§ **Goal**
Rewrite all of the rows below as a numbered list, skipping any blank lines and leaving the pictures out.

§ **Data provided**
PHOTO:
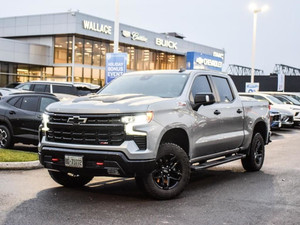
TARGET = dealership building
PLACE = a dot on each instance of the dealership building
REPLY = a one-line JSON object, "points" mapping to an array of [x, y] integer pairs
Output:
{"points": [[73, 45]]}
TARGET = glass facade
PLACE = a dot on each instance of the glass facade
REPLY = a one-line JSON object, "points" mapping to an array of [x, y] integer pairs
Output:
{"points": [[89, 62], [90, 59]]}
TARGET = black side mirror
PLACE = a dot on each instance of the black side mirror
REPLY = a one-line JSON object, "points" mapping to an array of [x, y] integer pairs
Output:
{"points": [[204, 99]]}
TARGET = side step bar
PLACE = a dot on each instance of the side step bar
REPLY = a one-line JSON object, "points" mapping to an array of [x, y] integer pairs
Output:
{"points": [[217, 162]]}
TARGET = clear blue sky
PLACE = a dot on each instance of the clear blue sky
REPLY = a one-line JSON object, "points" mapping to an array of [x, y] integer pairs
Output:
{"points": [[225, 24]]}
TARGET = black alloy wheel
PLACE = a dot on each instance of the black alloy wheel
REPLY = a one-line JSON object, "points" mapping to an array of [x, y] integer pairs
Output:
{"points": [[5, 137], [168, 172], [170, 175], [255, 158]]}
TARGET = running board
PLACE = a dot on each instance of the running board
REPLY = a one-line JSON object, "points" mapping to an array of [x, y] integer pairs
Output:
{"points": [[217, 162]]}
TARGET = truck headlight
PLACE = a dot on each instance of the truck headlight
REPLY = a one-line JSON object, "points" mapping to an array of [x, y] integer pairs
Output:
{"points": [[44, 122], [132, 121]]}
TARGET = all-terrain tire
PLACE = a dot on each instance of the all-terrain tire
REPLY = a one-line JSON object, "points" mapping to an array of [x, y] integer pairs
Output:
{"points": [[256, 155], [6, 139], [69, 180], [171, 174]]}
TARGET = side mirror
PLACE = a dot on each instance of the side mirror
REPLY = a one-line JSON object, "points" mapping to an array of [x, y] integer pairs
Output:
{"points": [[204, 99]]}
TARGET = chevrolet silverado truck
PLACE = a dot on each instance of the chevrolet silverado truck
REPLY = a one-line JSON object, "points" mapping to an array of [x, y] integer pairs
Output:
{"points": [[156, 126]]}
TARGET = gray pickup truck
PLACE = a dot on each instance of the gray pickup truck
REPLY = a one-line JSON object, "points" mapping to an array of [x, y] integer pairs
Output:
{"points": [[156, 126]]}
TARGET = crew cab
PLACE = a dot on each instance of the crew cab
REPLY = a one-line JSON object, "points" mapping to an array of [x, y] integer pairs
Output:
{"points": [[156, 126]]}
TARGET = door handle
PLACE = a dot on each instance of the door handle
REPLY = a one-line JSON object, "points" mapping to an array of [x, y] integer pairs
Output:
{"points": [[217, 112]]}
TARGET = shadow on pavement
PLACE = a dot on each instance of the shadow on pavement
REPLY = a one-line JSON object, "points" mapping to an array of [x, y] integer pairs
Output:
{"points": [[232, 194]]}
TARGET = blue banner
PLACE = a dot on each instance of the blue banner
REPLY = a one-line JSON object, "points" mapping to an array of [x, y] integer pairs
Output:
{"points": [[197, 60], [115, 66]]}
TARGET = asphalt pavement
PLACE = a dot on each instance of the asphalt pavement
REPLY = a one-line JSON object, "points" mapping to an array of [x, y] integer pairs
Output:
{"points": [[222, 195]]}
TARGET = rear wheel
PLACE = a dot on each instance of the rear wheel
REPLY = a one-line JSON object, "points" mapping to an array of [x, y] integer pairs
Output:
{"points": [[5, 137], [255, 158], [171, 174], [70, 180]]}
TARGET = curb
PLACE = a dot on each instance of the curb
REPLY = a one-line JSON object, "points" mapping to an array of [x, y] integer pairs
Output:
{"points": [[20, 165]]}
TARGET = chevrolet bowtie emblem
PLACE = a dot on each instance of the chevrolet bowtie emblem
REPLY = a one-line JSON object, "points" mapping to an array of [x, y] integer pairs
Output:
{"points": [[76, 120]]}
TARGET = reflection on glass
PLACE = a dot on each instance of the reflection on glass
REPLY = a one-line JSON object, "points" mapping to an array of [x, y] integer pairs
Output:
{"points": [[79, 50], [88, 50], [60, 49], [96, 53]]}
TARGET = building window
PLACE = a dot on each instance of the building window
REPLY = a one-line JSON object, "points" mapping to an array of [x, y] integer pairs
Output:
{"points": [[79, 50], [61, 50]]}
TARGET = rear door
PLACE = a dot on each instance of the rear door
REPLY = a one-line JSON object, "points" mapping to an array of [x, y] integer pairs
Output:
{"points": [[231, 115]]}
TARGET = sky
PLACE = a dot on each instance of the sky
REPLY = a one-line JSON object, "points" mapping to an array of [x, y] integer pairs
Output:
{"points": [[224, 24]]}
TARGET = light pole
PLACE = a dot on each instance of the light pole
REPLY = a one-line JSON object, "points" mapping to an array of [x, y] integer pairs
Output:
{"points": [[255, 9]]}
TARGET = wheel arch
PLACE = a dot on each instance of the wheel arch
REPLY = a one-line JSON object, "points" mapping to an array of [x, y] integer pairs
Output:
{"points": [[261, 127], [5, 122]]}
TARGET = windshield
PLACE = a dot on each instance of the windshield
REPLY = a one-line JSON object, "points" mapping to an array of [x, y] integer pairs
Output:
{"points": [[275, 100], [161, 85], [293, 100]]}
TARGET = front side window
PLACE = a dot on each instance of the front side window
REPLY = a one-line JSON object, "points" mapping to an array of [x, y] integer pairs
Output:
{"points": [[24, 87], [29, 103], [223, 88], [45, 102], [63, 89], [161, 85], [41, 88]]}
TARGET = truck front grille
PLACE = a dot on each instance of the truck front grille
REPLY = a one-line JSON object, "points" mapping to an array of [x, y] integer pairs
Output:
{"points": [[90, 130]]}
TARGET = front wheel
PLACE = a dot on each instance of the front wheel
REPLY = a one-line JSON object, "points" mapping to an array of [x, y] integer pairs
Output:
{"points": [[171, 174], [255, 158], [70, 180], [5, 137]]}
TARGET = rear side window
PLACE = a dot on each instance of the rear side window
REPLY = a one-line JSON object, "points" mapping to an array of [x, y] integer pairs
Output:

§ **The answer**
1. PHOTO:
2. TARGET = dealership building
3. PLACE = a dot on each instance of the dealership building
4. REPLY = a one-line JSON object, "points" mapping to an array of [x, y] integer pairs
5. Output:
6. {"points": [[73, 45]]}
7. TARGET = glass facade
8. PLACE = a dot on each instance of the glass facade
9. REPLY = a one-line JSON object, "points" mapping to an array of [x, y] integer pairs
10. Output:
11. {"points": [[89, 62], [90, 59]]}
12. TARGET = black side mirror
13. PLACE = a dot on each instance of the black side mirror
14. REPLY = a one-line JSON object, "points" mapping to an array of [x, y] integer pairs
15. Output:
16. {"points": [[204, 99]]}
17. TARGET = side step bar
18. PLACE = a dot on each instance of the side step bar
19. REPLY = a one-line JSON object, "points" mapping to an array of [x, y] integer pairs
20. Output:
21. {"points": [[217, 162]]}
22. TARGET = clear blue sky
23. PLACE = a dot on each instance of the clear blue sky
24. REPLY = a one-line JSON object, "points" mapping to an array of [x, y] integer pairs
25. Output:
26. {"points": [[225, 24]]}
27. TARGET = black alloy wheel
28. PLACE = a dot on each instance of the black alloy wheel
29. REPLY = a one-line JSON object, "points" mapping to an array of [x, y] integer pairs
30. Output:
31. {"points": [[5, 137], [168, 172], [170, 175], [255, 158]]}
32. TARGET = running board
33. PLACE = a dot on each instance of the running board
34. REPLY = a one-line JSON object, "points" mapping to an array of [x, y] integer pairs
35. Output:
36. {"points": [[217, 162]]}
37. TARGET = truck headlight
38. PLACE = a dot on each instance of the truck headlight
39. REPLY = a one-line JSON object, "points" mapping to an array of [x, y] integer pairs
40. Output:
41. {"points": [[44, 122], [132, 121]]}
42. TARGET = all-terrain tire
43. PLACE = a dot on each instance of the all-terrain tire
44. REPLY = a one-line JSON object, "points" mapping to an array of [x, y] integer pairs
45. Output:
46. {"points": [[256, 155], [6, 139], [69, 180], [171, 174]]}
47. TARGET = side mirror
48. PLACE = a dot on each instance of the side mirror
49. REPLY = a one-line JSON object, "points" mapping to an array of [x, y] integer pairs
50. Output:
51. {"points": [[204, 99]]}
52. TARGET = chevrolet silverado truck
53. PLACE = a dot on each instance of the chevrolet silverado truck
54. REPLY = a one-line JSON object, "points" mapping to an array of [x, y] integer pairs
55. Output:
56. {"points": [[156, 126]]}
57. TARGET = gray pickup truck
58. PLACE = a dot on each instance of the gray pickup truck
59. REPLY = a one-line JSON object, "points" mapping to an array of [x, y] integer pairs
60. Output:
61. {"points": [[156, 126]]}
62. TARGET = crew cab
63. PLACE = a dot on each instance of the crew cab
64. REPLY = a one-line JSON object, "points" mapping to an array of [x, y] integer pairs
65. Output:
66. {"points": [[156, 126]]}
67. TARGET = door handle
68. PLACE = a dot on each instance of the door handle
69. REPLY = a one-line JSON object, "points" mapping to an array of [x, y] integer pairs
70. Output:
71. {"points": [[217, 112]]}
72. TARGET = shadow on pavement
73. PLACE = a dot on each instance of the shadow on pavement
74. REPLY = a one-line JSON object, "points" mapping to an array of [x, y] integer pairs
75. Output:
76. {"points": [[232, 194]]}
77. TARGET = blue banner
78. PLACE = a dot on each instance of the blue banner
79. REPLY = a one-line JSON object, "points" mapping to an array of [x, y] integer pairs
80. Output:
81. {"points": [[197, 60], [115, 66]]}
82. TARGET = asphalt pavement
83. PLACE = a dot on each instance of the asphalt pavement
84. REPLY = a one-line JSON object, "points" mapping to an array of [x, y] integer pairs
85. Output:
86. {"points": [[222, 195]]}
87. TARGET = rear wheel
88. PLACE = a dot on each instance of the rear wheel
89. REPLY = a one-line JSON object, "points" mapping to an array of [x, y] integer pairs
90. Output:
91. {"points": [[5, 137], [255, 158], [171, 174], [70, 180]]}
92. TARGET = curb
93. PLACE = a dot on each instance of the curb
94. REPLY = a one-line JSON object, "points" mapping to an array of [x, y] integer pairs
95. Output:
96. {"points": [[20, 165]]}
97. TARGET = chevrolet bowtie emblem
98. PLACE = a dot on each instance of the chevrolet bowtie emblem
99. REPLY = a one-line JSON object, "points" mapping to an array of [x, y] integer pairs
100. Output:
101. {"points": [[76, 120]]}
102. TARGET = reflection on glass
103. PLACE = a dot on each instance of the reflection on glass
104. REPLY = a one-line JSON object, "points" mapping to an array of [x, y] integer pairs
105. Output:
106. {"points": [[79, 50], [88, 50], [60, 49], [96, 53]]}
107. TARGET = building window
108. PLACE = a dot on each instance of the building window
109. REPLY = a one-line JSON object, "points" mapping to an array of [x, y] integer pairs
110. Output:
111. {"points": [[79, 50], [61, 50]]}
112. TARGET = rear door
113. PLACE = a dot on each instance of the rear door
114. REPLY = a one-line JSON object, "points" mapping to an array of [x, y] integer pairs
115. Output:
116. {"points": [[231, 115]]}
117. TARGET = sky
118. PLACE = a dot on each instance of the sky
119. REPLY = a one-line JSON object, "points" mapping to an array of [x, y] integer pairs
120. Output:
121. {"points": [[224, 24]]}
122. TARGET = light pole
123. PLACE = a dot on each instance of the light pole
124. REPLY = a one-line JSON object, "points" mapping to an array of [x, y] integer pairs
125. Output:
126. {"points": [[255, 9]]}
127. TARGET = wheel arch
128. PLACE = a dot on each instance of the wheel arch
129. REPLY = a one-line JSON object, "points" mapping to an array of [x, y] integer pairs
130. Output:
131. {"points": [[261, 127], [5, 122]]}
132. TARGET = windshield
133. PLACE = a dot on each instance of the windshield
134. REPLY = a one-line JSON object, "points" mapping to an array of [x, y] integer pairs
135. Output:
136. {"points": [[275, 100], [161, 85], [293, 100]]}
137. TARGET = front side window
138. PLACE = a dot on each instance of the front side window
139. REPLY = a one-line JSON object, "points" mapping to an array of [x, y] integer pairs
140. Output:
141. {"points": [[24, 87], [29, 103], [223, 88], [45, 102], [63, 89], [161, 85], [41, 88]]}
142. TARGET = truck front grille
143. PLACE = a dot on each instance of the truck front grille
144. REPLY = a one-line JSON object, "points" mapping to an array of [x, y] integer pairs
145. Output:
146. {"points": [[90, 130]]}
147. TARGET = front wheel
148. PLACE = a dot on each instance of the front wheel
149. REPLY = a one-line JSON object, "points" mapping to an array of [x, y] integer pairs
150. Output:
151. {"points": [[171, 174], [255, 158], [70, 180], [5, 137]]}
152. TARGET = rear side window
153. PLACE = a dot on each instance of the rear side window
154. REPLY = a one-line JSON object, "points" mapping to an array of [x, y] integer pairs
155. Output:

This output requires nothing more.